La ética de la imaginación / Alfons Cervera

Alfons Cervera

Alfons Cervera

Hay ya muchos libros que cuentan el pasado. Quiero decir ese pasado que pasó no hace mucho tiempo y que a lo mejor, como dice Faulkner, ni siquiera ha pasado. Hablo de ese pasado al que tanta gente aún le tiene tanto miedo. Se dijo, después de los campos nazis: imposible escribir el horror. Lo sabían quienes sufrieron ese horror. O no contaron o tardaron en contar. Y muchas veces, después de contar se lanzaron por una ventana o a las aguas de un río porque el relato del dolor se vuelve insoportable al recordarlo. Esto podría ser -y lo es- un argumento para que el olvido campe a sus anchas por los territorios complejos de la desmemoria. Si las cosas no se cuentan, es como si nunca hubieran existido. Tal vez por eso, Edurne Portela viene insistiendo mucho tiempo en una necesidad, la de escribir lo que tanto se calla, o se cuenta de una manera que avergüenza lecturas que no se casan con la tibieza del relato. ¿Dónde te sitúas para escribir lo que escribes? Ésa es la cuestión. ¿Desde dónde miras para que la mirada no sea ya desde el principio una emboscada? Pues en el de esa decencia literaria que siempre ha sido imagen de marca de una escritora que a mí me resulta imprescindible.

* [Listado de datos]:
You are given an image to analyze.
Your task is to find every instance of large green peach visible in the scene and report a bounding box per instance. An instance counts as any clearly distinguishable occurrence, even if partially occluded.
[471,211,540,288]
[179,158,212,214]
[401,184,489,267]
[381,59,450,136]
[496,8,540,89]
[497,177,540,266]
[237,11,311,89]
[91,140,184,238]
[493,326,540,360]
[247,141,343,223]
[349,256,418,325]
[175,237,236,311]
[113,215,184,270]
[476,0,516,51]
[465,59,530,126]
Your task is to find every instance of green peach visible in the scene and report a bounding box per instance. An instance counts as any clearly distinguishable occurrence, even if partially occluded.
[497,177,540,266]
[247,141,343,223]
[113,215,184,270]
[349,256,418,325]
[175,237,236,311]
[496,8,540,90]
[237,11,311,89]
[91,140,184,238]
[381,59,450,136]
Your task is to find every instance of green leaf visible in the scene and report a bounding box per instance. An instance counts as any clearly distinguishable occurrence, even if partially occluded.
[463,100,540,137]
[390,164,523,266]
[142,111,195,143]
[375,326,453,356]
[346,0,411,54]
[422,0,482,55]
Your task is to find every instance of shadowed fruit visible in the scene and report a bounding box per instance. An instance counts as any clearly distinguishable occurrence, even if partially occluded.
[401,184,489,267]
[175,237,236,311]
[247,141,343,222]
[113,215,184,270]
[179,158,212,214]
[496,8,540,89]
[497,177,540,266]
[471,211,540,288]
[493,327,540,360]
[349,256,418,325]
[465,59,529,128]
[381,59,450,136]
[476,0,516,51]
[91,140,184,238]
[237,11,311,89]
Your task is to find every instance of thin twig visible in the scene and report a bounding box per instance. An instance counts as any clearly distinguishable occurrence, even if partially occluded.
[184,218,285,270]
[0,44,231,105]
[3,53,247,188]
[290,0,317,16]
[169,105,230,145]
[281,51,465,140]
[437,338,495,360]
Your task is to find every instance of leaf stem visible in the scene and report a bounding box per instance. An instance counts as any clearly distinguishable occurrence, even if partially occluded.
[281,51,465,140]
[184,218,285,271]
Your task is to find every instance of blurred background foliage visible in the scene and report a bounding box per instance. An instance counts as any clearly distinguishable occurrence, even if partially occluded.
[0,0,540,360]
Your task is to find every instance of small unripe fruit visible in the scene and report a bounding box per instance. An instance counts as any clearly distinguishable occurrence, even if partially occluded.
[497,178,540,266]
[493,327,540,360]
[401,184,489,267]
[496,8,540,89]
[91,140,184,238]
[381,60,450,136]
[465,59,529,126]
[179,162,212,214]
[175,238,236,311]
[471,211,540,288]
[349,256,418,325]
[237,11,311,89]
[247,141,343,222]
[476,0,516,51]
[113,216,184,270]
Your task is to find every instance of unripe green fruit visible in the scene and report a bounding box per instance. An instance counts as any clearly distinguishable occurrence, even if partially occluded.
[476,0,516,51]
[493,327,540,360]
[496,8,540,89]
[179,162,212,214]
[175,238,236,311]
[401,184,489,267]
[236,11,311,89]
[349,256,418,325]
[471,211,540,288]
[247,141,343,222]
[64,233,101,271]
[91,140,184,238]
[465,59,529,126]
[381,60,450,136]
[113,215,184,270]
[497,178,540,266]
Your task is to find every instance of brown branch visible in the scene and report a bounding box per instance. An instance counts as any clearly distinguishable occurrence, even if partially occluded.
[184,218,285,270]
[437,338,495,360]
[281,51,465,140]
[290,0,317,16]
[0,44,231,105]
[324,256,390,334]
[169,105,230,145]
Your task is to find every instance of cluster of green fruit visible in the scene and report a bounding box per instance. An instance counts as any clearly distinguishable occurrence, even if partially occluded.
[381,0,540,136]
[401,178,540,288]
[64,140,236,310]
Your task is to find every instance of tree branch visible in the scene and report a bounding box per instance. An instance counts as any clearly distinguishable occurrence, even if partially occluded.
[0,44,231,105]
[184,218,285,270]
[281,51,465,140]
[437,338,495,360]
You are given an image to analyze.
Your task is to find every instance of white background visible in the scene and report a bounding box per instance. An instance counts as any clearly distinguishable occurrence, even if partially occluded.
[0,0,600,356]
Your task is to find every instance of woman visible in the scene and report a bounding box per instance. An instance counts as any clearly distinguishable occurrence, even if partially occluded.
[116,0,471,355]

* [Objetivo de la tarea]:
De acuerdo con el texto sobre la ética de la imaginación, ¿por qué muchas de las personas que sufrieron el horror de los campos nazis, después de contarlo, «se lanzaron por una ventana o a las aguas de un río»? Explíquelo en una o dos oraciones.

* [Solución de la tarea]:
Porque, según el texto, el relato del dolor se vuelve insoportable al recordarlo.